### Raw records
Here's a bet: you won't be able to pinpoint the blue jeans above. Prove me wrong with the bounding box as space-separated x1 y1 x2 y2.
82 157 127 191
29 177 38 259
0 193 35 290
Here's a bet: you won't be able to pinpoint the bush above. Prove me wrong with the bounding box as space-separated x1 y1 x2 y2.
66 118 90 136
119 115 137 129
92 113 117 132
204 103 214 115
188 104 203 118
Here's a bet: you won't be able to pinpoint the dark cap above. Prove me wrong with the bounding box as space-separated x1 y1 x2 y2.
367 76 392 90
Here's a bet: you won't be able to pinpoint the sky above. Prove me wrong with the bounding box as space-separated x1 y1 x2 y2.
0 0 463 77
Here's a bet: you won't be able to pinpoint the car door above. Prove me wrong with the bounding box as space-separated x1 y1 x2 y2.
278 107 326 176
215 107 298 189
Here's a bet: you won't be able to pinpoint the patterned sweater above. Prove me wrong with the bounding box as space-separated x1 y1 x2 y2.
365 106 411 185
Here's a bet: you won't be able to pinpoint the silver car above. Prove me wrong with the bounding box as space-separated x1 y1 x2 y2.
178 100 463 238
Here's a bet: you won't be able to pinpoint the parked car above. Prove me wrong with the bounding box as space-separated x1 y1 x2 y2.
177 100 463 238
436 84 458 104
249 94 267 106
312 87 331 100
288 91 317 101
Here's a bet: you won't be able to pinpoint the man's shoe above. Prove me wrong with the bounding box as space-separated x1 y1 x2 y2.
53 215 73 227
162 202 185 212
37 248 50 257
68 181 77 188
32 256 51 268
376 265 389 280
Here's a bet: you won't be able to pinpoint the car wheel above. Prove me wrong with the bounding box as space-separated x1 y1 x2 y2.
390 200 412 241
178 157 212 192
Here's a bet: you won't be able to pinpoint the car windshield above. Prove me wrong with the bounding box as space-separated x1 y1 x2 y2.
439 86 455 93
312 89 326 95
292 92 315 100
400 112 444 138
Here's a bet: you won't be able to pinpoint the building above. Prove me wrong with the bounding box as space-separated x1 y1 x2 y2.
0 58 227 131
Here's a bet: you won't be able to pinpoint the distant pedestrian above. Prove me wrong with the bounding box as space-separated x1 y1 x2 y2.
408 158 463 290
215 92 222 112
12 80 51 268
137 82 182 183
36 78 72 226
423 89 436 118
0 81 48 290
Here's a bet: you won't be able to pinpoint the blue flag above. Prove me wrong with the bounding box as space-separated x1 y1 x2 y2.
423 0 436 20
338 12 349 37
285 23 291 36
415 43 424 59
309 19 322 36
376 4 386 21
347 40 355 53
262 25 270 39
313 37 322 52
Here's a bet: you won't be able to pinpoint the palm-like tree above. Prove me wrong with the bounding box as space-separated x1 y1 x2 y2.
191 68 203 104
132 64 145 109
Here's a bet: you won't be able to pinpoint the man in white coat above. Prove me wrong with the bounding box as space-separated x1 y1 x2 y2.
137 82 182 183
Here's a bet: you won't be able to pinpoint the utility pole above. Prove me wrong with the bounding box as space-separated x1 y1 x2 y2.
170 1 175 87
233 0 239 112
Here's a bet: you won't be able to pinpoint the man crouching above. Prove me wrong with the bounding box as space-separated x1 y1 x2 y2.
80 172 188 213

### Problem statement
Repeat all of the lines above, substituting "enclosing rectangle" for every instance of "bounding box" and leaving everything else unchanged.

### Solution to this exercise
Here's a bet: you won't be able to pinpoint the blue jeans above. Prove me wrong with the enclosing rectangle as space-separated x1 y1 x2 y2.
82 157 127 191
29 177 38 259
0 193 35 290
Here's a bet: you won't be able to pinpoint the bush above. Prove me wrong with the enclosing rectangle as space-separated x1 y1 x2 y2.
66 118 90 136
119 115 137 129
92 113 117 132
204 103 214 115
188 104 203 118
Here's a bet: you won't be able to pinpoint the dark cap above. Prove me wrong with the enclosing rectangle as space-separated x1 y1 x2 y2.
367 76 392 90
Here's a bet: you won't be able to pinpoint the sky above. Prove me wrong with the enclosing rectangle as space-separated x1 y1 x2 y2.
0 0 463 77
Here's a bet: you won't be able to pinpoint the car door above. Prove me wrong with the enclosing rectangle as space-separated x1 y1 x2 y2.
278 107 326 176
215 107 298 189
Here's a bet: you won't be able to pinpoint the patterned sweater above. Prove me wrong with the enclosing rectangle as space-separated x1 y1 x2 y2.
365 106 411 185
Here's a bet: you won't be able to pinpoint the silver car above. Prove me wrong with the enclosing rectangle as space-separated x1 y1 x2 y2.
178 100 463 238
Here's a bet: you won't be able to pinpoint the parked car above. Prove me wrong with the enclosing rectangle as space-separated x1 y1 x2 y2.
177 100 463 238
436 84 458 104
249 94 267 106
312 87 331 100
288 91 317 101
Here's a bet: you won't be able to pinpoint the man's shoe above. Prove me wrong with the enclosing rectangle as space-separated x1 y1 x2 y2.
53 215 73 227
162 202 185 212
37 248 50 257
68 181 77 188
32 256 51 268
376 265 389 280
Here's a bet: you won't be able to pinpoint the car wheel above. Prove me wrong with the enclosing rectangle as space-separated x1 y1 x2 y2.
390 200 412 241
178 157 212 192
Here's a bet: you won't be able to pinpoint the car windshield above. Prove me wrong with the enclosing rectangle as space-separated x1 y1 x2 y2.
439 86 455 93
312 89 326 95
292 92 315 100
400 112 444 138
Here's a bet: you won't be able to pinpoint the building above. Prove me wrong with the enclosing rectangle as space-separated x1 y1 x2 y2.
0 58 227 131
Here's a bet: you won't be able to pinpoint the distant pedestrian above. Prove me wrong with the enclosing rectangle as space-separated x1 y1 x2 y2.
408 158 463 290
215 92 222 112
12 80 51 268
137 82 182 183
36 78 72 226
423 89 436 118
0 81 48 290
Here's a bet: you won't be able to pinpoint the blue flag above. Prove me wrong with the enclosing rectangle as space-separated x1 y1 x2 y2.
423 0 436 20
338 12 349 37
285 23 291 36
415 43 424 59
309 19 322 36
376 4 386 21
347 40 355 53
262 25 270 39
313 37 322 52
Here's a bet: you won't be able to pinpoint the palm-like tree above. Prove me wrong with the enclosing rectangle as space-separated x1 y1 x2 y2.
191 68 203 104
132 64 145 109
Here's a bet: you won't be able to pinpoint the man in white coat above. Prove me wrong with the enclosing rectangle as space-separated x1 y1 x2 y2.
137 82 182 183
Here's a bet: you won't be able to pinpoint the utility pole above. Prove me wrong with the enclosing rectangle as space-separated x1 y1 x2 y2.
170 1 175 87
233 0 239 112
Here's a bet: you won't be able to pinpoint the man crouching above. Prove me wrong with the enclosing rectangle as space-separated x1 y1 x2 y2.
80 172 188 213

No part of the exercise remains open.